▸ **Set problem**: Starting with the line that contains "Identify the blurred" and going on through the line that contains "[[0, 0, 525, 350]]", write those lines out again with "foliage" swapped for "leaves" and nothing else altered.

▸ **Data section**:
^^^^^^^^^^^^^^^^

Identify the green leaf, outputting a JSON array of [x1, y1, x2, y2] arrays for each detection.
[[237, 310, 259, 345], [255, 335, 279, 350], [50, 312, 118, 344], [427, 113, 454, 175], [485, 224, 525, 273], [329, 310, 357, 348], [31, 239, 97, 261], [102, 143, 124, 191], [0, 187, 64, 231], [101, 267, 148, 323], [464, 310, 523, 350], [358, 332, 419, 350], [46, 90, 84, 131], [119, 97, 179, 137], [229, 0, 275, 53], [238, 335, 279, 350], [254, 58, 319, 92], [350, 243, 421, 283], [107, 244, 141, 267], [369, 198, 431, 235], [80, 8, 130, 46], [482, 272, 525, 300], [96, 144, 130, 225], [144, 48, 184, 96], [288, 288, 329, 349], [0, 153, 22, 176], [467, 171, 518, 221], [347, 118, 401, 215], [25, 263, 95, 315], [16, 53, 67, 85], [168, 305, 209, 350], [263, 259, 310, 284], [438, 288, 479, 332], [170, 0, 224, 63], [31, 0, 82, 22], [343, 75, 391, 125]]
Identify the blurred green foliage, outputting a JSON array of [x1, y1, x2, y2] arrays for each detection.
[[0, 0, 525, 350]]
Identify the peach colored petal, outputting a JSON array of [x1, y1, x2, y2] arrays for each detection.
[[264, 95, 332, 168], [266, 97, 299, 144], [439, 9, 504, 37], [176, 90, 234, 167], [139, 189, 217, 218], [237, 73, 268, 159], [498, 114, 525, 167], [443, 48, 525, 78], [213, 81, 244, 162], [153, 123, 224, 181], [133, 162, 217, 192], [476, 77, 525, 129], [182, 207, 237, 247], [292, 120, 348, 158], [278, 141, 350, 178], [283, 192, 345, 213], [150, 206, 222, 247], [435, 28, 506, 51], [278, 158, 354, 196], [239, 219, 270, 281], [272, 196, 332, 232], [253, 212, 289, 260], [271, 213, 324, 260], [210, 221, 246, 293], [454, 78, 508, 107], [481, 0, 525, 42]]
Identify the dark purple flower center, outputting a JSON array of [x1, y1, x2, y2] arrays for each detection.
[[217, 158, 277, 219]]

^^^^^^^^^^^^^^^^

▸ **Exercise output**:
Identify the blurred green leaves, outputting a JSON array of [x1, y1, x2, y2] arrays for each detection.
[[0, 0, 525, 350]]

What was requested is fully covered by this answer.